** Begin Supplied material **
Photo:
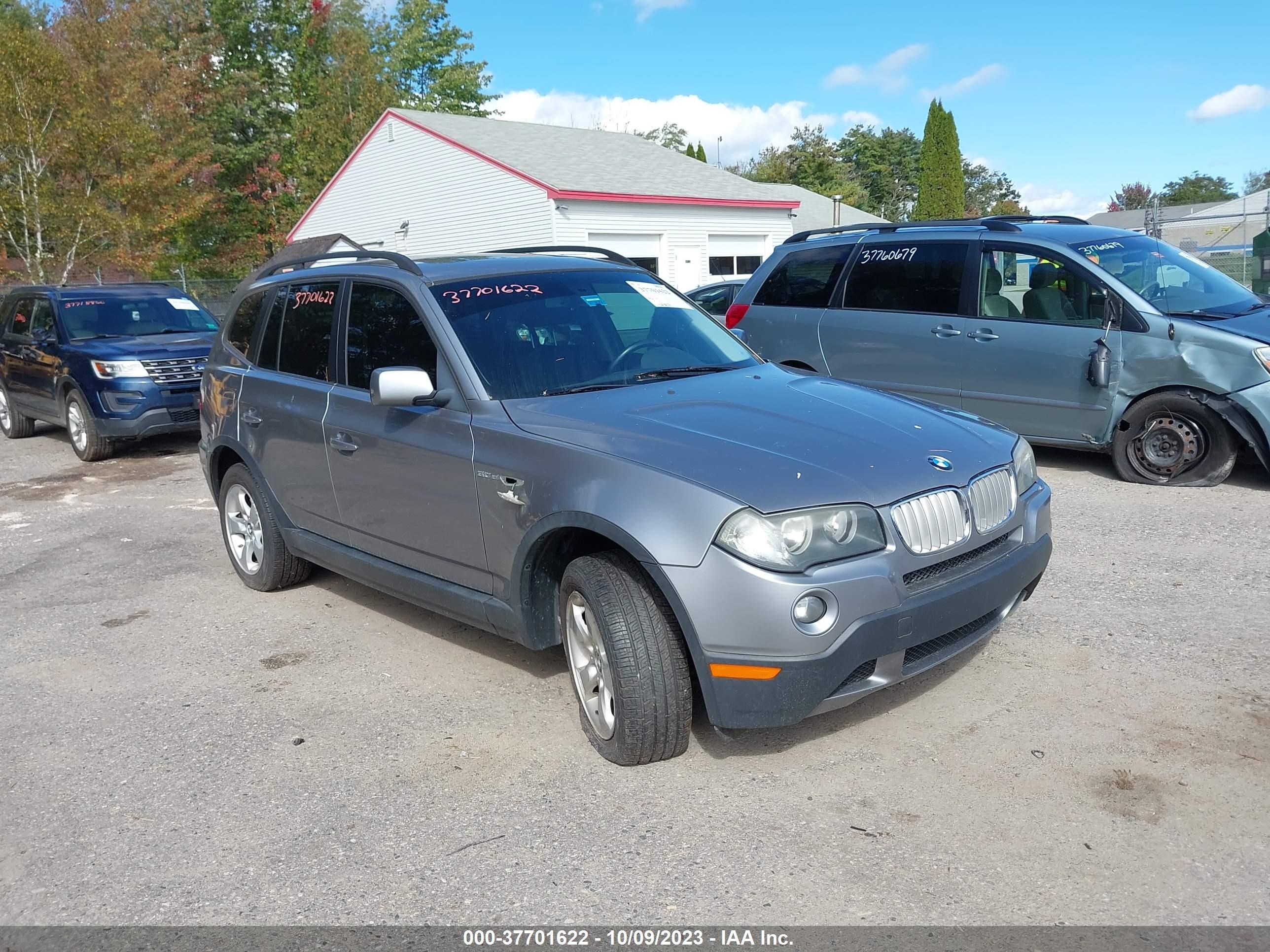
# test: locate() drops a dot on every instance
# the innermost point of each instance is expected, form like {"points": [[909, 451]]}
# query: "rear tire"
{"points": [[1172, 440], [87, 442], [627, 659], [13, 424], [253, 537]]}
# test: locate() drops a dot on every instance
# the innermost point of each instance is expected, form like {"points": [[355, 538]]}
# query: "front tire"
{"points": [[627, 659], [253, 537], [1171, 440], [87, 442], [13, 424]]}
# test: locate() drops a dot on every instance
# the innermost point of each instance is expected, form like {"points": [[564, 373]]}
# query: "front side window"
{"points": [[1174, 281], [1024, 285], [553, 333], [385, 331], [804, 278], [304, 343], [94, 312], [914, 277]]}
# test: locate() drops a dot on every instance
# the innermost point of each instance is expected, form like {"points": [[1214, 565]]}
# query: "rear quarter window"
{"points": [[804, 278]]}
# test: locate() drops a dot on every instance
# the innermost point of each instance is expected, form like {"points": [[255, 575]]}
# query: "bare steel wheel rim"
{"points": [[1167, 446], [588, 663], [75, 424], [243, 530]]}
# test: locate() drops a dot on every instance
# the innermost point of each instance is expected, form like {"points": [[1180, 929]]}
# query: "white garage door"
{"points": [[736, 256], [645, 250]]}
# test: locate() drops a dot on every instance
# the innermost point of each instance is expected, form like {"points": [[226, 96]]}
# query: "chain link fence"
{"points": [[1221, 237]]}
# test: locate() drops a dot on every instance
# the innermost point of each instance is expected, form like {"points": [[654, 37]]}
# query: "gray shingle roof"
{"points": [[592, 160]]}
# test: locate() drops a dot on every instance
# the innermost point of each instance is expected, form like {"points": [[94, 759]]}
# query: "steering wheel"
{"points": [[632, 349]]}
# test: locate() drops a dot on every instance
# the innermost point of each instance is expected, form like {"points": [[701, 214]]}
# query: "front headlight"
{"points": [[111, 370], [793, 543], [1025, 466]]}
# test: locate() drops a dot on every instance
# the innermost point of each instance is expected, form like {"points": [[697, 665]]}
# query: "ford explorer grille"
{"points": [[933, 522], [992, 499], [182, 370]]}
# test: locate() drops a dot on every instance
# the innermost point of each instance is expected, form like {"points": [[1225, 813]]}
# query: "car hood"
{"points": [[1255, 325], [775, 440], [149, 347]]}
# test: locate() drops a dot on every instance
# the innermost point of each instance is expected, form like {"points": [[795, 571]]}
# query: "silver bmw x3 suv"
{"points": [[567, 450]]}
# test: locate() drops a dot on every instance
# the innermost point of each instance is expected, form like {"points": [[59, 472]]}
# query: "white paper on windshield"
{"points": [[658, 295]]}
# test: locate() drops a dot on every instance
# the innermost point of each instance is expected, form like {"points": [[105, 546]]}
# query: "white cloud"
{"points": [[744, 129], [887, 73], [859, 117], [647, 8], [1236, 100], [984, 75], [1041, 200]]}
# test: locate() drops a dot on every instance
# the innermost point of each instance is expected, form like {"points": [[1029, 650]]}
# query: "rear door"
{"points": [[898, 322], [403, 475], [1026, 351], [283, 402]]}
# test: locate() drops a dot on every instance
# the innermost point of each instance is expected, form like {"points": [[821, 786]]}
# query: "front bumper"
{"points": [[884, 631]]}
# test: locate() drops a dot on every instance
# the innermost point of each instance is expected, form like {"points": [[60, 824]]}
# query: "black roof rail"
{"points": [[540, 249], [390, 257], [1055, 219], [992, 224]]}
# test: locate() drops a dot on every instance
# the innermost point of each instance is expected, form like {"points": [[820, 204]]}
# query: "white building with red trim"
{"points": [[432, 184]]}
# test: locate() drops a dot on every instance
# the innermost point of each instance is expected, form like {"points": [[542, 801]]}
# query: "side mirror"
{"points": [[403, 386]]}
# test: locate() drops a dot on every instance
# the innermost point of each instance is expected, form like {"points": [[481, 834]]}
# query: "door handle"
{"points": [[343, 443]]}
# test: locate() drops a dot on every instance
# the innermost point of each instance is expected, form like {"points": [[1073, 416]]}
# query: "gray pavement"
{"points": [[1104, 759]]}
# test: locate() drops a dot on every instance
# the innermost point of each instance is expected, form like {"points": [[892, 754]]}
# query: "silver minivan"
{"points": [[1067, 333]]}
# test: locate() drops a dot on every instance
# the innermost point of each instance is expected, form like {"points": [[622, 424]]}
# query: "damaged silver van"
{"points": [[1067, 333]]}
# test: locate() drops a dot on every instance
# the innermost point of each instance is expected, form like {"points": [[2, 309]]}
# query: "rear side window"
{"points": [[907, 277], [242, 325], [385, 331], [304, 344], [804, 278]]}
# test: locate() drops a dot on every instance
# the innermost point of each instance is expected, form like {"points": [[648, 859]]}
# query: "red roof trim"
{"points": [[552, 192]]}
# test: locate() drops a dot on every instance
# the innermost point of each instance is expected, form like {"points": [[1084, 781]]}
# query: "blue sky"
{"points": [[1070, 101]]}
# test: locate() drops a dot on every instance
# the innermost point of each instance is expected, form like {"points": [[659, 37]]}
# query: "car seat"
{"points": [[1046, 303], [995, 304]]}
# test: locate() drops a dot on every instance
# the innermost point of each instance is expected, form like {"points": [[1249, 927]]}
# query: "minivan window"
{"points": [[385, 331], [1026, 286], [922, 277], [1171, 280], [548, 333], [243, 323], [804, 278], [304, 347]]}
** End Supplied material **
**Stated task:** Strip the images and reproduce the remaining records precisely.

**Task output:**
Photo:
# test: locate() drops a dot on every instance
# the innermost point of each instance is expected, form like {"points": [[909, 451]]}
# query: "rear tire"
{"points": [[1172, 440], [87, 442], [627, 659], [13, 424], [253, 537]]}
# test: locate() drops a dot on every instance
# the innermost point of each instance is expected, form like {"points": [[355, 538]]}
# query: "front tire"
{"points": [[627, 659], [253, 537], [1171, 440], [87, 442], [13, 424]]}
# test: locate() drops a dot on every instance
# the innermost point of each instance is expected, form like {"points": [[564, 373]]}
# query: "front side window"
{"points": [[1174, 281], [1024, 285], [553, 333], [385, 331], [804, 278], [304, 343], [94, 312], [914, 277]]}
# test: locate() drops a dot on every instance
# the innermost point of each instance is expected, form like {"points": [[1214, 565]]}
# query: "rear quarter window"
{"points": [[804, 278]]}
# test: locate() drops a dot on every instance
# the innermost point of each instance is expected, form like {"points": [[255, 575]]}
# query: "bare steel wheel rim"
{"points": [[1167, 446], [588, 663], [75, 424], [243, 530]]}
# test: locate() drops a dot on every instance
# the innermost point of each instance is expected, form like {"points": [[1180, 929]]}
# query: "white garage door"
{"points": [[736, 256], [645, 250]]}
# test: locate() drops a dot on every instance
# the innermost point of each instance is expected, form like {"points": [[226, 96]]}
# query: "chain link fence"
{"points": [[1221, 237]]}
# test: locate() drops a dot on every instance
# the innermost point of each instance is expected, form like {"points": [[654, 37]]}
# query: "gray shingle roof"
{"points": [[592, 160]]}
# test: locate() drops a dot on every instance
# the innermost point of each instance is expected, form like {"points": [[94, 759]]}
# query: "steering wheel"
{"points": [[632, 349]]}
# test: locate() drops a dot on every instance
# the innermost point of each instance is expected, form like {"points": [[701, 214]]}
# query: "front headlight"
{"points": [[111, 370], [793, 543], [1025, 466]]}
# test: locate() drops a dot on every instance
# the innermost point of each instance is expected, form like {"points": [[697, 665]]}
# query: "ford explorer grille"
{"points": [[933, 522], [992, 499], [182, 370]]}
# test: locate() drops a dot on every instance
# the innermost point of each instance is expected, form like {"points": [[1225, 813]]}
# query: "car hood"
{"points": [[1255, 325], [775, 440], [149, 347]]}
# test: locate() drops a dot on every instance
# the innermost point of each instance is expected, form like {"points": [[795, 571]]}
# query: "silver bmw x3 suv"
{"points": [[567, 450]]}
# test: locate() drops a dot on every instance
# the innermost point of each instance is expected, form like {"points": [[59, 472]]}
# query: "white paper on windshield"
{"points": [[658, 295]]}
# test: locate() drops a dot on every instance
# the innermost point of each instance is expected, form like {"points": [[105, 546]]}
# query: "white cloud"
{"points": [[744, 129], [887, 73], [859, 117], [647, 8], [1236, 100], [984, 75], [1041, 200]]}
# test: locate() drops a dot on every instance
# the innermost point of each instance is expected, form like {"points": [[1029, 650]]}
# query: "rear door"
{"points": [[898, 322], [403, 475], [1026, 351], [283, 402]]}
# test: locate() drops a dot on every instance
# the innermost point of each instance is expected, form like {"points": [[821, 786]]}
# query: "front bumper"
{"points": [[884, 631]]}
# test: locate() drops a dot on every instance
# the innermost point of each instance is expected, form like {"points": [[60, 824]]}
# query: "black roof rail"
{"points": [[540, 249], [390, 257], [1055, 219], [992, 224]]}
# test: locate() drops a dot on every instance
# the innermost point of each instance is expected, form like {"points": [[820, 204]]}
# query: "white building with red trim"
{"points": [[432, 184]]}
# test: locate() drops a dot on every instance
# the innermost point of each instance is expected, form like {"points": [[542, 801]]}
# query: "side mirror"
{"points": [[403, 386]]}
# test: locate() drops a dot on every instance
# the innermost point of each instance is expected, form like {"points": [[481, 834]]}
# query: "door handle"
{"points": [[343, 443]]}
# test: locate() drops a dot on every instance
# the innermost point of each instance is expected, form like {"points": [[1073, 416]]}
# query: "gray pavement"
{"points": [[1104, 759]]}
# test: locate() drops a dot on every instance
# the innermost point of each instance is expected, form like {"points": [[892, 754]]}
# query: "silver minivan"
{"points": [[1067, 333]]}
# test: locate() drops a dot on every instance
# the innermost point of each instance is expected, form like {"points": [[622, 424]]}
# query: "damaged silver van"
{"points": [[1067, 333]]}
# test: locate() drops a dot on every instance
# the innermost point of each instance is expected, form like {"points": [[2, 309]]}
# query: "rear side window"
{"points": [[907, 277], [242, 325], [385, 331], [304, 344], [804, 278]]}
# test: locate() drops a dot on every instance
# the innermost point of each instance is expected, form like {"points": [[648, 859]]}
# query: "red roof trim"
{"points": [[552, 192]]}
# test: locate() drops a dot on every instance
# the innermost point of each instance is expected, form like {"points": [[1084, 781]]}
# query: "blue sky"
{"points": [[1070, 101]]}
# test: locate() drops a dot on every instance
# the innermost point of each instance is expected, form like {"points": [[659, 37]]}
# query: "car seat"
{"points": [[1046, 303], [995, 304]]}
# test: locate() drops a dot on every instance
# the innermost point of each instance is expected, form like {"points": [[1249, 927]]}
# query: "minivan window"
{"points": [[385, 331], [1026, 286], [922, 277], [1171, 280], [548, 333], [243, 323], [804, 278], [304, 347]]}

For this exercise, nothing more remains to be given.